[Lines of data]

+---+

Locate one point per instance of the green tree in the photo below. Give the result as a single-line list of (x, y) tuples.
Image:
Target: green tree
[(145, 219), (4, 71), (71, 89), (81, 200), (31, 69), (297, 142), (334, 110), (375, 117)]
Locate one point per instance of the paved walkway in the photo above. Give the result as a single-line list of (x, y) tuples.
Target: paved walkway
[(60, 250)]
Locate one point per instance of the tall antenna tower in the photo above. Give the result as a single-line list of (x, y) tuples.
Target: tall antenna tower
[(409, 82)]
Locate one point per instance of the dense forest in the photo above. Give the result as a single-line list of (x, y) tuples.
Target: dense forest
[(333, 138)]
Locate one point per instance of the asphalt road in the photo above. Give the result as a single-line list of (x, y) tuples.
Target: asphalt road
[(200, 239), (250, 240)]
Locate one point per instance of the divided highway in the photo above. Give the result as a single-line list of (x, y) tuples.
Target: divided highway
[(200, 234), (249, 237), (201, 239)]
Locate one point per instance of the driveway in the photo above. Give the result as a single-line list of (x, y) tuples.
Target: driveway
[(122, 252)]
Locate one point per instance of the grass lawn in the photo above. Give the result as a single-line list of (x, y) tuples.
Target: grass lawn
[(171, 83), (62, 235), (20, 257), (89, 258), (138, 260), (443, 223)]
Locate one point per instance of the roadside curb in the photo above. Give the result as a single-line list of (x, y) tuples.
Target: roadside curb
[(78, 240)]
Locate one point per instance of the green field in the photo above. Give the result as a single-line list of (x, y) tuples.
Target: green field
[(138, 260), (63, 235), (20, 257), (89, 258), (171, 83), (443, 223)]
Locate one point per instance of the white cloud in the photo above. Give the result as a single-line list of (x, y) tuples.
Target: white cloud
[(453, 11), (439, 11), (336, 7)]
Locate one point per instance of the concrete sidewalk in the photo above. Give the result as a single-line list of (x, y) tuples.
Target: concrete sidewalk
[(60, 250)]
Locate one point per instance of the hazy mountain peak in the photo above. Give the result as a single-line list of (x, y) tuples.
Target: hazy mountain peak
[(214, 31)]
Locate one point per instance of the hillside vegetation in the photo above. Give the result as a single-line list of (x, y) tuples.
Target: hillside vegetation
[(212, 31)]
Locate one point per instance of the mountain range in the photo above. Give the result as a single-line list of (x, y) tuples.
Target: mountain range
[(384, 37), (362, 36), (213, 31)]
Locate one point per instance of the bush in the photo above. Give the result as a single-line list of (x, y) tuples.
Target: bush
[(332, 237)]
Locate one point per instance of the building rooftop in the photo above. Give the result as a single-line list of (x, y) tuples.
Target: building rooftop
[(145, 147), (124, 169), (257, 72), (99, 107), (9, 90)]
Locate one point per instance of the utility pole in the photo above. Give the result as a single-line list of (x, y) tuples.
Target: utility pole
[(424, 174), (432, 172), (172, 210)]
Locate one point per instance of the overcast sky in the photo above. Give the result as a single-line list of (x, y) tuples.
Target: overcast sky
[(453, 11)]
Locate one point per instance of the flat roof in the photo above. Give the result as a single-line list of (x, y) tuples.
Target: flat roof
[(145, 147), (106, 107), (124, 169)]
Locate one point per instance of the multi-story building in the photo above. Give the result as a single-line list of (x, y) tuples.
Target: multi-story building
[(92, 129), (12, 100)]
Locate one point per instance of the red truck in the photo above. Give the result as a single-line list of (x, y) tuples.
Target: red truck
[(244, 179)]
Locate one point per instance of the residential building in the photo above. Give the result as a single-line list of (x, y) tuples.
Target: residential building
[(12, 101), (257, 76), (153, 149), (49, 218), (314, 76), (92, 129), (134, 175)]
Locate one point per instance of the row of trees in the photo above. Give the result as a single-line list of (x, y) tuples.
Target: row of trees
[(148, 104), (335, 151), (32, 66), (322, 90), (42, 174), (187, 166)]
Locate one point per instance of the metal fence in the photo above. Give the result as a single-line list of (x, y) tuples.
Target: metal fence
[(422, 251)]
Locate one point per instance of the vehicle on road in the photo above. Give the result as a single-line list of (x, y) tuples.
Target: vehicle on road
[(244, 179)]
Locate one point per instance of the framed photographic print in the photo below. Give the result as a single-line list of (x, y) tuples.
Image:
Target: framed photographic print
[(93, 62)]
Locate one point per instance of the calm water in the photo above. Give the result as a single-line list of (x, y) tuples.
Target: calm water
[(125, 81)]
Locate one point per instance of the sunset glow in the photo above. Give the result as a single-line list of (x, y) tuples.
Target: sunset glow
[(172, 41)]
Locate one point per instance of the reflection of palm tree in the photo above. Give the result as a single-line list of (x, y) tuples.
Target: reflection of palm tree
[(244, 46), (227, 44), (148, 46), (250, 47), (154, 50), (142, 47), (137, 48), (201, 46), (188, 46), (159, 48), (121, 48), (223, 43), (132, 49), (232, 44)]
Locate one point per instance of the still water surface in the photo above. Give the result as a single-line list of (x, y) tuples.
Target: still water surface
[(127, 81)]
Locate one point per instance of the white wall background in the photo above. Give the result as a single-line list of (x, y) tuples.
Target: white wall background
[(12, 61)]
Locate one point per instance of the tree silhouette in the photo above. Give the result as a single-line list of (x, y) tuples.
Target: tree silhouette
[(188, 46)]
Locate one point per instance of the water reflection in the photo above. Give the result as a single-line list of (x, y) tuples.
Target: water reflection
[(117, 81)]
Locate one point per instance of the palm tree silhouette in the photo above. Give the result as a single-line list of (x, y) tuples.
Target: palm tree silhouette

+---+

Retype every line of the data above exactly, from start to finish, with nothing changed.

Answer for the task.
Locate one point per instance of the green tree in the photo below. Give the result as a single-line list of (x, y) tuples.
Image:
Target: green tree
[(145, 219), (4, 71), (71, 89), (81, 200), (31, 69), (297, 142), (334, 110), (375, 117)]
Locate one point per instance of the paved walkway in the photo above. Give the result as a single-line list of (x, y) tuples.
Target: paved walkway
[(60, 250)]
Locate one point per instance of the tall antenna tower in the photo above. Give the result as a single-line list of (x, y) tuples.
Target: tall antenna tower
[(409, 82)]
Locate one point per instance of the dense forest in the photo above. Give the result as a single-line list of (x, y) tuples.
Target: dense forest
[(333, 138)]
Locate one point per instance of the asphalt road in the photo above. Give the result as a single-line list of (x, y) tuples.
Target: asphalt road
[(200, 239), (250, 240)]
Locate one point per instance of the divided highway in the photo above. Give the result as a single-line list of (x, y) tuples.
Target: divided highway
[(200, 234), (249, 237), (201, 239)]
Locate one point per instance of the driveway in the photo above. Give the result as a single-line list of (x, y) tuples.
Target: driveway
[(122, 252)]
Locate one point per instance of the grass lawn in the photo above. Give the result as a single-line list of (x, y) tuples.
Target: grass lawn
[(171, 83), (62, 235), (20, 257), (89, 258), (138, 260), (443, 223)]
Locate one point per instance of the roadside curb in the photo above. Give the result as a single-line list of (x, y) tuples.
Target: roadside curb
[(78, 240)]
Locate one point per instance of the green field in the photo above. Give the result as a single-line list of (x, y) tuples.
Target: green field
[(138, 260), (63, 235), (20, 257), (89, 258), (171, 83), (443, 223)]
Locate one point per instance of the white cloud in the photo above. Give the result as a single-line list of (x, y) tuples.
Target: white cloud
[(453, 11), (439, 11), (336, 7)]
Locate one point per instance of the concrete sidewalk in the photo above. Give the result as a single-line list of (x, y) tuples.
Target: concrete sidewalk
[(60, 250)]
Locate one point per instance of the hazy mountain peak in the photo above. Give the result as a single-line list of (x, y) tuples.
Target: hazy mountain peak
[(214, 31)]
Locate one point per instance of the hillside vegetation in the photo above. Give the result as a single-line list of (x, y) tuples.
Target: hillside vegetation
[(212, 31)]
Locate one point per instance of the mountain range in the photo above. Give the result as a single-line list of (x, y) tuples.
Target: mountain range
[(384, 37), (362, 36), (213, 31)]
Locate one point per instance of the bush in the photo above. Give the result as a single-line list of (x, y) tuples.
Target: bush
[(332, 237)]
Locate one point per instance of the building rooftop in the photo above. Give the result as a single-line list of (x, y) tuples.
Target: building rooftop
[(145, 147), (124, 169), (257, 72), (99, 107), (9, 90)]
Locate one point per instance of the utility pole in the photo above. Give the result as a single-line list of (x, y) tuples.
Target: utility pole
[(424, 174), (432, 172), (172, 210)]
Locate one point per instance of the overcast sky in the photo above. Give the result as a single-line list of (x, y) tuples.
Target: overcast sky
[(453, 11)]
Locate one point per instance of the flat roof in the photo above. Give the result as a single-line list of (x, y) tuples.
Target: flat roof
[(145, 147), (106, 107), (124, 169)]
Locate one point per instance of the multi-story building in the photo above. Give the result as a single-line list of (x, y) tuples.
Target: multi-story building
[(92, 129), (12, 100)]
Locate one point per instance of the red truck in the photo above. Give the result as a single-line list of (x, y) tuples.
Target: red truck
[(244, 179)]
Locate one point per instance of the residential building in the photo above. Give the result as a single-line list of (x, y) tuples.
Target: residential building
[(12, 101), (257, 76), (153, 149), (49, 218), (314, 76), (92, 129), (134, 175)]
Locate one point per instance of the row of trees in the photo above. Give the result as a single-line list of (x, y) tuples.
Target: row of trees
[(148, 104), (335, 151), (32, 66), (322, 90), (42, 174), (187, 166)]
Locate one point per instance of the metal fence in the photo above. Give the result as a single-line list of (x, y) tuples.
Target: metal fence
[(422, 251)]
Locate one point per instance of the vehicle on road in the photo above. Give the result as a single-line list of (x, y) tuples.
Target: vehicle on road
[(244, 179)]
Locate one point per instance of the framed photographic print in the photo below. Give the result as a single-line list of (x, y) tuples.
Image:
Target: framed photographic print
[(93, 62)]
Locate one point per instance of the calm water in the photo above. Give the result as a single-line list of (x, y) tuples.
Target: calm water
[(125, 81)]
Locate one point per instance of the sunset glow in the photo above. Give the result as a single-line list of (x, y) tuples.
Target: sunset glow
[(172, 41)]
Locate one point per instance of the reflection of palm tree in the photo above. Give the result as a single-line list of (x, y) tuples.
Target: reflection of palm tree
[(244, 46), (227, 44), (148, 46), (250, 47), (154, 50), (142, 47), (137, 48), (201, 46), (188, 46), (159, 48), (121, 48), (223, 43), (132, 49), (232, 44)]
Locate one point per instance of the still water surface in the photo above. Give the result as a single-line list of (x, y) tuples.
Target: still water surface
[(127, 81)]
Locate one point per instance of the white wall background in the photo above. Give the result as a single-line list of (x, y) tuples.
Target: white wall background
[(12, 61)]
Locate one point per instance of the tree silhouette in the photo above. Give the result as a single-line list of (x, y) tuples.
Target: tree silhouette
[(188, 46)]
Locate one point per instance of the water reflection in the photo above. Give the result as a single-line list of (x, y) tuples.
Target: water reflection
[(117, 81)]
Locate one point per instance of the palm tree silhouette in the photo above. Give the result as a single-line list of (x, y) tuples.
Target: palm tree silhouette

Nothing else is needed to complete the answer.